▶ [DOCUMENT SEGMENT]
Feature Sugar

Factors to monitor in the sugar market

June 10, 2024 - Alex Jurvillier

It can be a challenge for a food company to grasp the market movement of sugar prices. Geopolitical events, crop expectations, and other factors influence sugar prices. What factors can you keep an eye on for more control over the market?

Brazil is the absolute leader in sugar production and will remain so in the upcoming market year 2024/25 according to the US Department of Agriculture USDA. The country is expected to produce 44 million tons of sugar. Reports on, for example, Brazilian production or sugarcane harvest have an impact on sugar price movements. Sugar prices dropped significantly in May, as reported by the World Food Organization, due to the strong start of the Brazilian harvest season.

It is important to pay attention to the difference between sugarcane and raw sugar. That is easily overlooked, but it is indeed a difference. Sugarcane is the plant itself, raw sugar is the product. Harvest figures for sugarcane are logically much higher than the figures for sugar production.

India is the third-largest sugar producer in the world. However, please note that the country currently has an export ban. India is the largest consumer of sugar, estimated at 32 million tons for the upcoming market year. The country maintains a sugar export quota to protect the domestic market, as reported by the USDA. Reports on the continuation of this quota or the possibility of India delaying its export ban can influence sugar prices.

▶ [SUPPLIED MATERIAL]
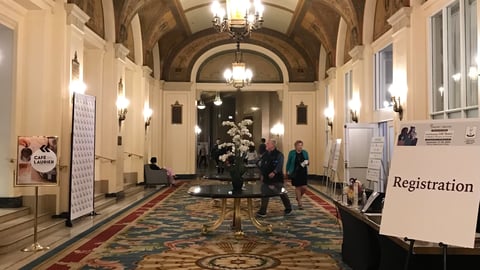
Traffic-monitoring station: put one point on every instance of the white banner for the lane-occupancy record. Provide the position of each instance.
(433, 187)
(82, 180)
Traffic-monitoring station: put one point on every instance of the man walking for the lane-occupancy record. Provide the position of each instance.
(271, 167)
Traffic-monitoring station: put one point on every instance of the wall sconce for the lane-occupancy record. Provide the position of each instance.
(147, 116)
(201, 105)
(217, 101)
(122, 104)
(198, 130)
(397, 105)
(354, 105)
(329, 112)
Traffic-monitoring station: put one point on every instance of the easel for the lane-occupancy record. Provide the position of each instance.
(333, 164)
(411, 252)
(35, 246)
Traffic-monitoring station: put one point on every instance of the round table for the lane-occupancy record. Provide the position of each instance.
(224, 192)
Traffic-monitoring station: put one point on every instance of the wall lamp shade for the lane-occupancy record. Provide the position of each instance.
(147, 116)
(278, 129)
(329, 112)
(122, 105)
(397, 105)
(354, 105)
(217, 101)
(240, 18)
(201, 105)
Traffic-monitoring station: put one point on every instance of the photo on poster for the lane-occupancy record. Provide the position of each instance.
(407, 136)
(37, 161)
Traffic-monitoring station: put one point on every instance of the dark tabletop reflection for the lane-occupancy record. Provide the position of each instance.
(250, 190)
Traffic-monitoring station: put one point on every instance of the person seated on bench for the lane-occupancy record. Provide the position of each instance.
(170, 174)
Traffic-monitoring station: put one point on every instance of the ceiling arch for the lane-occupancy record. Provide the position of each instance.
(296, 30)
(264, 57)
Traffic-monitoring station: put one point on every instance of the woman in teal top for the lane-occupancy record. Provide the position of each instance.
(297, 163)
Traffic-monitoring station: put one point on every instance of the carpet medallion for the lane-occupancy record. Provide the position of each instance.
(164, 232)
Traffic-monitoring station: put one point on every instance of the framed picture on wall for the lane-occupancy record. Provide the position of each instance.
(177, 113)
(301, 114)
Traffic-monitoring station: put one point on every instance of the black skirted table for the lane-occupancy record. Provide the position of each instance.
(364, 248)
(224, 192)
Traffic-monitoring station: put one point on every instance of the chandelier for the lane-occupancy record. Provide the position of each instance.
(240, 19)
(239, 75)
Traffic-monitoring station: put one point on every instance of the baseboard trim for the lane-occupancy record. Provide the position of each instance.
(11, 202)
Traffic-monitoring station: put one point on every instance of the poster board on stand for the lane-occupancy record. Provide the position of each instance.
(433, 188)
(82, 175)
(36, 161)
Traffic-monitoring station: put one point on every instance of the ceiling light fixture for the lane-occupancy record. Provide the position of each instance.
(240, 19)
(239, 76)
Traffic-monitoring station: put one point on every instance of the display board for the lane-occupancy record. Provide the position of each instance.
(433, 186)
(82, 176)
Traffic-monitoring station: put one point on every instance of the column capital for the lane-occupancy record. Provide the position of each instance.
(76, 16)
(146, 71)
(121, 51)
(332, 73)
(357, 53)
(401, 19)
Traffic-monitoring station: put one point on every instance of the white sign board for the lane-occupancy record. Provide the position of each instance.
(336, 154)
(433, 187)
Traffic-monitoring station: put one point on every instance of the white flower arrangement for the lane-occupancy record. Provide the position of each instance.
(240, 139)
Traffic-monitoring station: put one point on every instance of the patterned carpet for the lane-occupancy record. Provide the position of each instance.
(164, 232)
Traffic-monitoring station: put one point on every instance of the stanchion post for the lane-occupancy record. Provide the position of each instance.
(410, 252)
(35, 246)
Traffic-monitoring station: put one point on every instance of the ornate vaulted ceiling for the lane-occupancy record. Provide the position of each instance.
(295, 30)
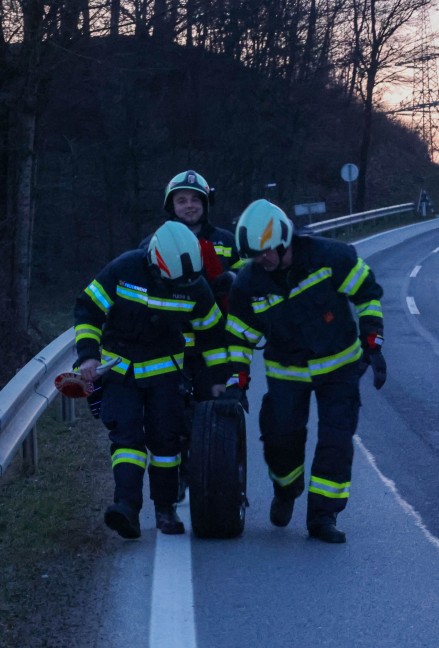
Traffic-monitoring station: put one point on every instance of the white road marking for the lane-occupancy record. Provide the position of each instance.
(411, 305)
(415, 271)
(391, 485)
(172, 607)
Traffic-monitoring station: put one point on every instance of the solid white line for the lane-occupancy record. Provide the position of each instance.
(172, 607)
(415, 271)
(403, 504)
(411, 305)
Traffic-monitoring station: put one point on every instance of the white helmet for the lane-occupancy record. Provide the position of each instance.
(175, 252)
(187, 180)
(262, 226)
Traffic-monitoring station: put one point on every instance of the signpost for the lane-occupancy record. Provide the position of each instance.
(349, 173)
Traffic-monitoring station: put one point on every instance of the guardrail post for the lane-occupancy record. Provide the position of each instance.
(29, 452)
(68, 413)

▶ [TASK ITEM A] Reproduce the passage of the sugar market article that opens with the words containing "It can be a" and closes with "Brazilian harvest season.".
▶ [TASK ITEM B]
Answer these questions using the sugar market article above:
(i) How much sugar is Brazil expected to produce in the 2024/25 market year?
(ii) What caused sugar prices to drop significantly in May?
(iii) How much sugar is India estimated to consume in the upcoming market year?
▶ [TASK ITEM C] Pick up the sugar market article after its final sentence and keep writing.

▶ [WRITTEN ANSWER A]
It can be a challenge for a food company to grasp the market movement of sugar prices. Geopolitical events, crop expectations, and other factors influence sugar prices. What factors can you keep an eye on for more control over the market?

Brazil is the absolute leader in sugar production and will remain so in the upcoming market year 2024/25 according to the US Department of Agriculture USDA. The country is expected to produce 44 million tons of sugar. Reports on, for example, Brazilian production or sugarcane harvest have an impact on sugar price movements. Sugar prices dropped significantly in May, as reported by the World Food Organization, due to the strong start of the Brazilian harvest season.

▶ [WRITTEN ANSWER B]
(i) 44 million tons
(ii) The strong start of the Brazilian harvest season
(iii) 32 million tons

▶ [WRITTEN ANSWER C]
Ethanol and crude oil
Two raw materials, sugar beets and sugarcane (not to be confused with raw sugar, the end product), are the raw materials of sugar. According to the European Commission, the global ratio is 20% sugar beets and 80% sugarcane. Additionally, 50% of the global amount of beet sugar comes from Europe. As the largest producer of raw sugar, Brazilian processors often face a dilemma. Should sugarcane be processed into sugar or ethanol? This decision is somewhat complex.

80% of the vehicle fleet in Brazil consists of flex fuel vehicles, as reported by market agency Czarnikow. These are cars designed to run on more than one type of fuel, such as gasoline, ethanol, or a blend of both. Fuels compete with each other. If the price of crude oil rises, gasoline prices generally rise as well. Ethanol may adjust to remain competitive with gasoline prices. This is one of the many factors that sugar mills in Brazil can anticipate. In general, more is produced of what yields the most.

When unrest arises in a key transit area, caused by war or other conflicts that triggered the unrest, one or more trade flows can be affected. This can drive up sugar prices. This was the case this year in the Red Sea, where several conflicts occurred. The war between Russia and Ukraine is another example. Higher energy prices, for instance, can lead to increased production costs. Russia is also a major producer of sugar beets. News about the war can indirectly affect the sugar market.

And there are numerous other factors that can influence sugar prices. Not to mention weather phenomena like El Niño, which affect crop expectations and stimulate market sentiment. Or the exchange rate between the Brazilian real and the US dollar. Additionally, the decisions of sugar processors play a significant role and can be influenced by factors such as the price and availability of fertilizers, plant diseases, and global stocks. Each season and each harvest has its own strengths and weaknesses, as well as opportunities and threats from the market. The market must be closely monitored throughout the year.

Alex Jurvillier

Alex Jurvillier is a market specialist in sugar and cacao at DCA Market Intelligence. He also monitors the milk supply in the most important dairy countries and keeps an eye on developments in food.